Request A:
Answer these from the Foobar post, one line each, marked (i), (ii), (iii):
(i) How long had the writer been teaching themselves Python?
(ii) About how long did the first Level 2 challenge take to solve?
(iii) How many hidden test cases did each version of the Level 2 triangle program fail?
Request B:
Write a continuation of the Foobar post, starting right after its final sentence.

Extract:
━━━━━━━━━━━━━━━━
Foobar Update and Adventures in Optimization

Published in

Atha Data Science

5 min readJul 14, 2020

June 11th, 2020

So I’m back, writing from the other side of my time inside Google’s foo.bar, and ready to reflect on what a transformative learning experience that was.

Ultimately, this go around, I made it through the first 2 (of 5) levels. And honestly, I have no hard feelings about that at all — I began teaching myself Python two months ago, and I was able to engage with and pass several of the hardest coding challenges I’ve ever encountered, published by Google, and had an absolute blast doing it. So let’s review!

Level 1 I described in my last post, but will elaborate on to say that my first (“brute force”) approach to the problem did not utilize list comprehension at first, but rather for-loops and iterative appends to lists. Indeed, I had only just been introduced to list comprehension and this challenge was my first real application of it. The problem itself had to do with generating and accessing a very long concatenated string of prime numbers. Version 1 was definitely slower, and the dramatic improvement of performance seen by implementing list comprehension was a really rewarding and tangible way of learning the benefit of this method.

In the second level, optimization would become integral. Level 2 consisted of 2 challenges, the first of which involved accepting as arguments numbers of any base from 1 to 9, performing specified operations on them until the output values ended up in a repeating loop, and determining how many repeating values in that loop the output was alternating between. I solved this problem in about 3 hours, and with great efficiency, and was quite proud of my solution and ability to pass all the test cases.

Level 2’s second challenge proved a great deal more difficult. It was an interesting and tricky take on creating a sort of inverted Floyd’s triangle, but incrementing by 1 along the diagonal instead of row by row — which causes all of the triangular numbers up to (I determined to be sufficient) two times value of the index you are trying to access to end up along the “x-axis”. Creating this triangle proved to be quite the mental challenge, and when it was said and done I had done it with 4 completely different approaches.

The key difficulty with the problem was that the challenge wanted me to access which number was located at certain “x” and “y” coordinates, meaning find what number when appending incrementally larger numbers on the diagonal ended up in a certain row and column. Essentially, it wanted a structure which could be indexed in 2 directions, with indices of up to 100,000,000 each. And in all of my iterative designs, I had it working! Except, it was each time failing just 2 hidden test cases, which I imagine must have been very large numbers, since every version of my program would time out with very large inputs. Why you ask? Well, that all has to do of course with optimization…

My various designs included: first creating a Floyd triangle comprised of lists of numbers, then indexing those lists in such a way to build the desired triangle by rearranging the original triangle. Appending values to a set of lists and then appending to a second set of lists, definitely rough on the computational time and power. But, this brute force method was at least passing all but those 2 test cases, so from this framework I went about optimizing.
━━━━━━━━━━━━━━━━
Supplied records:
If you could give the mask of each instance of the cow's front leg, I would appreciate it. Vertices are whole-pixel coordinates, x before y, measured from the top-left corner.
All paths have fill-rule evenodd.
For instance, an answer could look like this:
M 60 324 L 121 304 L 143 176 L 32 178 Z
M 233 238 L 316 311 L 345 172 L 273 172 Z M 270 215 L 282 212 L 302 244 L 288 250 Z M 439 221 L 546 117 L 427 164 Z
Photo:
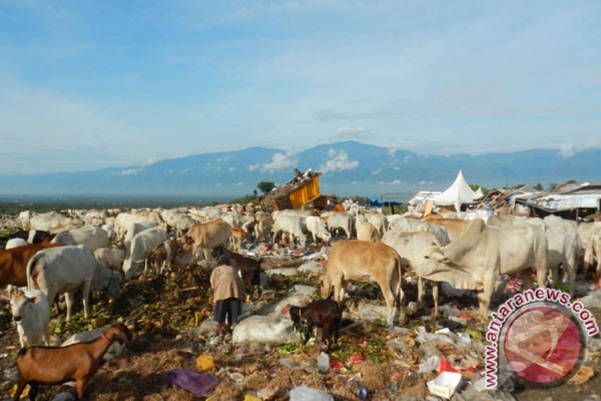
━━━━━━━━━━━━━━━━
Result A:
(i) Two months.
(ii) About 3 hours.
(iii) 2.

Result B:
Other designs to try to mitigate the time-out-inducing processing complexity included:

First appending to a dictionary with a for loop and then using dictionary comprehension to first make the Floyd’s and then the manipulated Floyd’s triangle, thinking that the use of both comprehension and dictionaries (must faster than lists since then can be accessed by keys instead of indexed!) would improve computation time
Using list comprehension followed by dictionary comprehension to do the same
Using only dictionaries to make the two consecutive triangles.
Trying to implement a generator to remember where in the first triangle creation the program was, to create the second from that place directly, without having to save all the numbers to memory (unsuccessful).
Using a double ended deque with a fixed length as a sliding window to try to do the same (unsuccessful).
Using numpy arrays (but I don’t really know anything about these yet and couldn’t get them to work).
Then finally shifting approaches completely and figuring out a mathematical formula to create the sequence of numbers in the inverted target triangle directly without first creating a Floyd triangle. The thinking was that I could hopefully cut the computation time in half (and it was a very tricky formula to derive!!) I created the inverted triangle directly, two ways: via two loops of appends to dictionaries, and another way with list comprehension.

They all failed the 2 hidden test cases.

I don’t even know for sure that it was because of computation time. I guess there’s no way of knowing what test cases I was failing as they were hidden, but none of the above would process fast enough to yield an answer for very large input numbers, so I assume it was still complexity issues.

But I’m not mad! I approached this problem so many different ways, and learned so much. In the future, I’m sure I’ll have more tricks up my sleeve that I can try, and get this to work.

Just after running out the clock on the 72 hour timer for the challenge, encountered this rather apt quote somewhere buried in a stack-exchange, on the subject of large data sets… “[they shouldn’t be a problem unless] naive use makes many small appends.” Well, call me naive — but only for now. I knew I needed to eliminate the repetitious appends which were sending my big(O) through the roof — I just didn’t know what to replace them with. And that’s exactly why I’m continuing to improve and build my skills.

I surprised myself with how very passionate about this I am — I was coding, continuously, about 12 to 15 hours a day, and doing so excitedly — which only affirms that I’m doing the right thing. And I proved to myself how many different ways I’m able to reshape and look at a problem, bringing in new creativity when I hit a wall. Last, I learned just how much new info I’m able to absorb and implement effectively on a pretty immediate basis. This was a huge moment of growth for me as a python developer.

I’ll be keeping the various entries on my github for reference: https://github.com/anterra/google-foobar/tree/master (don’t worry, Google randomly generates numerous versions for each applicant, so your ability to cheat off of these is very low. Plus, foobar is about the learning experience! Try it on your own 😉). I can’t wait to come back to the foo.bar someday in the future with more experience under my belt!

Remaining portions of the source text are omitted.